*Records for this task*.
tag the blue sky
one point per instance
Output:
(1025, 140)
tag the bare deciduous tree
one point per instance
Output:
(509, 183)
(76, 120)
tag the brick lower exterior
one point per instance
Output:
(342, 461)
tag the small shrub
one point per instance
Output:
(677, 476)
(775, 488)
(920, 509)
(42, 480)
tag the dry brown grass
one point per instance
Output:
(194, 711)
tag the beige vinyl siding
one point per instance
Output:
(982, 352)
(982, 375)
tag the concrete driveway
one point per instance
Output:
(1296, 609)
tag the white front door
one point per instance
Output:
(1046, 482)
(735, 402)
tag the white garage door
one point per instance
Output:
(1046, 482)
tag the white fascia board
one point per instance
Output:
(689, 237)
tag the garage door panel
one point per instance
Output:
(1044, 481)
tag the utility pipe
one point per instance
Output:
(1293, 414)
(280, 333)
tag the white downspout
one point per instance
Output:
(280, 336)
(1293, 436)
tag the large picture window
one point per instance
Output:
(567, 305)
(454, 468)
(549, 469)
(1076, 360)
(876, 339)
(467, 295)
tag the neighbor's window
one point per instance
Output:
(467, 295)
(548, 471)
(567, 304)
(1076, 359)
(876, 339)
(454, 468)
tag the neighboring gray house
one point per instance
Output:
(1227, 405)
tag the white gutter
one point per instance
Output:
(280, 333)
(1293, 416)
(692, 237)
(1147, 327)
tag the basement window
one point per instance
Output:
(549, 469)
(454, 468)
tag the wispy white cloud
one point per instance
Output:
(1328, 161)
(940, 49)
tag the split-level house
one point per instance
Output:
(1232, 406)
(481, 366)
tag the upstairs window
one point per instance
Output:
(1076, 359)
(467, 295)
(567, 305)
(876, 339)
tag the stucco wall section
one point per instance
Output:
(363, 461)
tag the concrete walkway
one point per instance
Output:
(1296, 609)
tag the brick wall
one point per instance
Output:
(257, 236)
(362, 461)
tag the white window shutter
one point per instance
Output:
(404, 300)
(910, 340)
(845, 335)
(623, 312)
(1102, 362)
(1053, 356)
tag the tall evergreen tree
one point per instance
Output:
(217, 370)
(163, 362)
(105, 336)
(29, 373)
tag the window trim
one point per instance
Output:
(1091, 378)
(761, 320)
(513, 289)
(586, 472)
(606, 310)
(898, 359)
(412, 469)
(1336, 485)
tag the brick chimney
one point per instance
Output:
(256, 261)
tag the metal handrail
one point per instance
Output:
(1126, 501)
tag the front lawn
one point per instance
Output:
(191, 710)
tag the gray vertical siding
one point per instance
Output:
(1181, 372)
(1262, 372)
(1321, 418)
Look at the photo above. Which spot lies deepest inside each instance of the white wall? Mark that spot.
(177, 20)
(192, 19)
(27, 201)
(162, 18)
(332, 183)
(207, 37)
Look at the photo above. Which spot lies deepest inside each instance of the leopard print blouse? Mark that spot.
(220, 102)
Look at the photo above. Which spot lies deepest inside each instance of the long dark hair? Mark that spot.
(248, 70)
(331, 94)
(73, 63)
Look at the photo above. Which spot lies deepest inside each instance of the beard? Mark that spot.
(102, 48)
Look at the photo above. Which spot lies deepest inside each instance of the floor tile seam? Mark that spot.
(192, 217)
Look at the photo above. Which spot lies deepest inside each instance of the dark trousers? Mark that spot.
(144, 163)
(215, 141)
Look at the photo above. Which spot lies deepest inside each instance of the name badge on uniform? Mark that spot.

*What you are asked to do*. The complete listing must be reproduced exactly as written.

*Exercise answer*.
tag the blue sky
one point per instance
Output:
(1025, 140)
tag the bare deciduous tree
one point per instance
Output:
(509, 183)
(76, 120)
tag the brick lower exterior
one point per instance
Output:
(342, 461)
tag the small shrub
one point per instance
Output:
(677, 476)
(775, 488)
(920, 509)
(42, 480)
tag the dry brown grass
one point per instance
Output:
(194, 711)
tag the beige vinyl siding
one point per instance
Output:
(982, 352)
(982, 375)
tag the concrete driveway
one point per instance
Output:
(1296, 609)
tag the white front door
one point per instance
Output:
(1046, 482)
(735, 402)
tag the white garage door
one point per instance
Output:
(1046, 482)
tag the white fascia board
one point per instance
Output:
(689, 237)
tag the garage door panel
one point per instance
Output:
(1044, 481)
tag the utility pipe
one point per instance
Output:
(1293, 414)
(280, 333)
tag the white downspout
one point per instance
Output:
(280, 336)
(1293, 436)
tag the large picture window
one point per instance
Output:
(567, 305)
(454, 468)
(549, 469)
(1076, 360)
(876, 339)
(467, 295)
tag the neighbor's window
one point per instance
Output:
(467, 295)
(548, 471)
(567, 304)
(1076, 359)
(876, 339)
(454, 468)
tag the neighboring gray house
one point per instance
Output:
(1227, 405)
tag the white gutter
one point per instance
Output:
(280, 333)
(1293, 416)
(692, 237)
(1147, 327)
tag the basement window
one point per instance
Output:
(549, 469)
(454, 468)
tag the wispy white cloud
one point per instance
Output:
(1328, 161)
(940, 49)
tag the split-level house
one point per instance
Output:
(1232, 406)
(481, 366)
tag the upstairs window
one point per instance
Output:
(1076, 359)
(467, 295)
(567, 305)
(876, 339)
tag the stucco wall section
one point per instance
Output:
(363, 461)
tag the concrete walkway
one point per instance
Output:
(1296, 609)
tag the brick wall
one point per instance
Output:
(257, 236)
(362, 461)
tag the white window shutter
one point per instance
Output:
(404, 300)
(910, 340)
(845, 335)
(623, 312)
(1102, 362)
(1053, 356)
tag the tall evergreen tree
one point per instance
Output:
(217, 370)
(163, 362)
(105, 336)
(29, 373)
tag the window trim
one point per instance
Output:
(1091, 378)
(761, 320)
(513, 289)
(586, 472)
(606, 310)
(898, 359)
(412, 469)
(1336, 485)
tag the brick chimney
one point per instance
Output:
(256, 261)
tag the metal handrail
one point per instance
Output:
(1126, 501)
tag the front lawn
one point per instance
Output:
(191, 710)
tag the gray vertical siding
one point per instance
Output:
(1181, 372)
(1262, 372)
(1321, 418)
Look at the photo above. Which spot lies deepest inside each instance of the white wall? Mark that spot.
(177, 20)
(192, 19)
(27, 201)
(162, 18)
(332, 183)
(207, 37)
Look at the photo above. Which spot lies deepest inside each instance of the leopard print blouse? Mark that spot.
(220, 102)
Look at the photo above. Which spot lies deepest inside each instance of the long dark hair? Mark that spot.
(248, 70)
(331, 94)
(73, 63)
Look at the photo above. Which spot lies deepest inside each instance of the beard? Mark that spot.
(102, 48)
Look at the photo above. Which spot lies deepest inside each instance of the floor tile seam? Mark that spot.
(192, 217)
Look at the photo above. Which spot lies deepest inside each instance of the dark trousers? Mark that spot.
(144, 163)
(215, 141)
Look at the photo above. Which spot lies deepest inside each instance of the name badge on uniform? Mark that spot.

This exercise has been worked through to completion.